::: TEXTE FOURNI

Claude De Varennes, témoignage de proche aidant

Ma mère.
D’aussi loin que je me rappelle, j’ai été proche-aidant. Déjà à l’âge de quatre à cinq ans, j’allais faire des commissions pour les personnes âgées du Jardin de l’enfance que je fréquentais.
Mes parents ont été famille d’accueil pour des enfants en difficultés durant de nombreuses années et ma grand-mère hébergeait des hommes qui étaient en réhabilitation sociale.

Les valeurs d’entraide, de partage et de non-jugement ont fait parti de mon éducation et font toujours parti de mes valeurs.

J’ai hébergé ma mère lorsque nous nous sommes rendu compte qu’elle ne pouvait plus subvenir à ses besoins et qu’elle n’avait pas payé son loyer depuis trois mois, ni payée ses impôts.

Je n’ai pas envie d’énumérer toutes les anecdotes et les choses farfelues qu’elle a pu faire, mais j’ai plutôt envie de dire que ma mère était une personne sans malice, dévouée, protectrice et très travaillante. J’ai envie de lui rendre hommage pour son courage, pour sa capacité à se dépasser malgré son handicap physique et parce qu’elle a su me transmettre toutes ces belles valeurs. J’ai envie de partager avec vous que cette expérience de proche aidance avec elle qui fût une occasion de reconnexion avec cette personne, la seule que je peux appeler Maman.

Quelques années plus tard, je reçois un appel téléphonique de mon frère à qui je ne parlais plus depuis six ans. Il m’annonçait qu’il était atteint de trois cancers et que son temps était compté. Il me demandait de l’aide compte tenu des frais exorbitants de transports de Labelle à Montréal pour ses traitements et les consultations médicales. Il n’avait pas les moyens financiers pour assurer ces coûts et n’était plus capable de conduire.

::::::
::: ENREGISTREMENTS FOURNIS

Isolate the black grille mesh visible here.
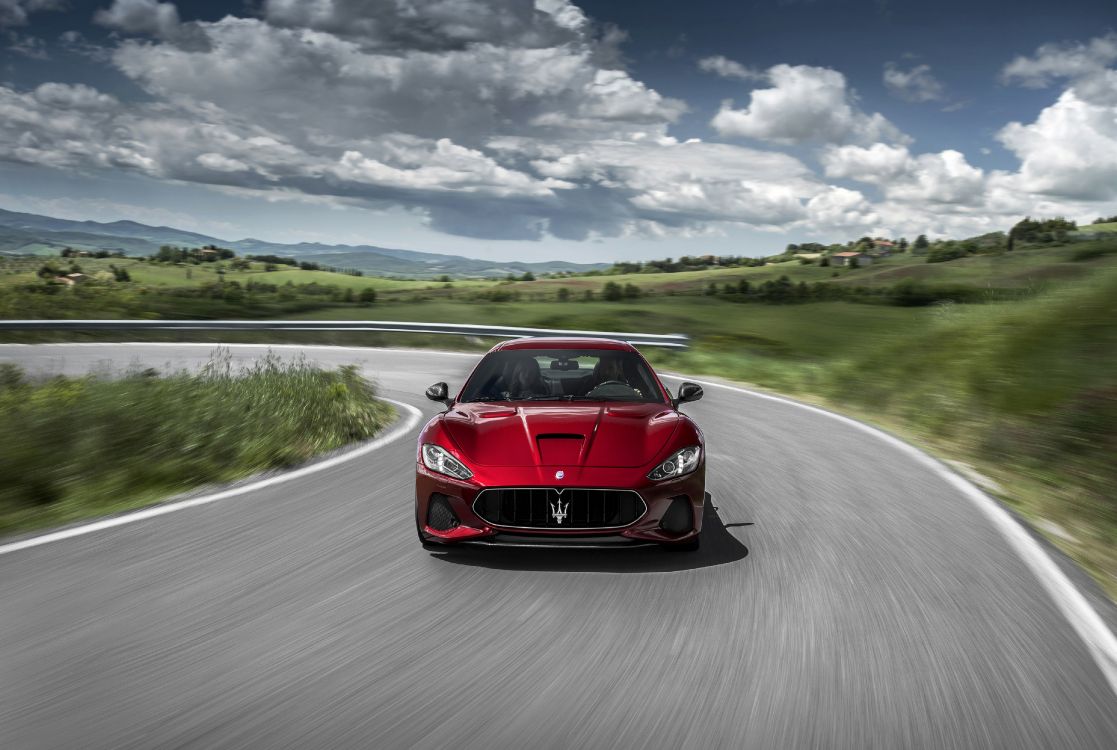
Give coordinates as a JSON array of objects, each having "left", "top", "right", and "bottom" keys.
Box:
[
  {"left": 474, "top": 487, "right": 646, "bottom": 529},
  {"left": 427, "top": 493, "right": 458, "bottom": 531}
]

::::::
::: ENREGISTREMENTS FOURNIS

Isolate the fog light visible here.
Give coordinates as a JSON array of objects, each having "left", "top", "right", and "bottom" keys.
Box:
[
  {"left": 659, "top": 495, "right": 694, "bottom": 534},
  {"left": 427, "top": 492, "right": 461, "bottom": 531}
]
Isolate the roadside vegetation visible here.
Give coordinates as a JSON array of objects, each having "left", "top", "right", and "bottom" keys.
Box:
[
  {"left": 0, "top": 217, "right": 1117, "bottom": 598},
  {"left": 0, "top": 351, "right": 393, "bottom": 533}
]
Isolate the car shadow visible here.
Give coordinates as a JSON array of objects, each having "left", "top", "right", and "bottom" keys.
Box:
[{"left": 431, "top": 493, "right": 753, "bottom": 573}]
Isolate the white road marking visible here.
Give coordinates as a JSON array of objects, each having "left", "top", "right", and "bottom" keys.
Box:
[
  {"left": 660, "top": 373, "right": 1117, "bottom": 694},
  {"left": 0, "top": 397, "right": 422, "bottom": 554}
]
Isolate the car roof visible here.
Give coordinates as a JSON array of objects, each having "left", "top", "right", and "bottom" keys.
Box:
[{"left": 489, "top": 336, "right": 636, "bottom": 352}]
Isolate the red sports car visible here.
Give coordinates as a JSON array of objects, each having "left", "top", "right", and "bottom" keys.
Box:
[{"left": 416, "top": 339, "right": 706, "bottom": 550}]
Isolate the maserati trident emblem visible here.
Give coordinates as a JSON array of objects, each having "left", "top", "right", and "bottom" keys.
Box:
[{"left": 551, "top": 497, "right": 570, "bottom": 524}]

::::::

__VOTRE TRAVAIL__:
(A) D'après le témoignage, de combien de cancers le frère était-il atteint ?
(B) Extrayez du témoignage, sans aucune modification, le passage qui s'ouvre sur les mots « Claude De Varennes, témoignage » et se referme sur « de mes valeurs. ».
(C) Les affirmations suivantes concordent-elles avec le témoignage ? Répondez par oui ou par non et citez les mots du texte qui tranchent.
(i) La grand-mère hébergeait des hommes en réhabilitation sociale.
(ii) La mère n'avait pas payé son loyer depuis six mois.
(iii) Le frère était encore capable de conduire jusqu'à Montréal.
Les enregistrements n'ont aucun lien avec le témoignage.

__RÉSULTATS OBTENUS__:
(A) De trois cancers.

(B)
Claude De Varennes, témoignage de proche aidant

Ma mère.
D’aussi loin que je me rappelle, j’ai été proche-aidant. Déjà à l’âge de quatre à cinq ans, j’allais faire des commissions pour les personnes âgées du Jardin de l’enfance que je fréquentais.
Mes parents ont été famille d’accueil pour des enfants en difficultés durant de nombreuses années et ma grand-mère hébergeait des hommes qui étaient en réhabilitation sociale.

Les valeurs d’entraide, de partage et de non-jugement ont fait parti de mon éducation et font toujours parti de mes valeurs.

(C)
(i) Oui : « ma grand-mère hébergeait des hommes qui étaient en réhabilitation sociale ».
(ii) Non : « elle n’avait pas payé son loyer depuis trois mois ».
(iii) Non : « n’était plus capable de conduire ».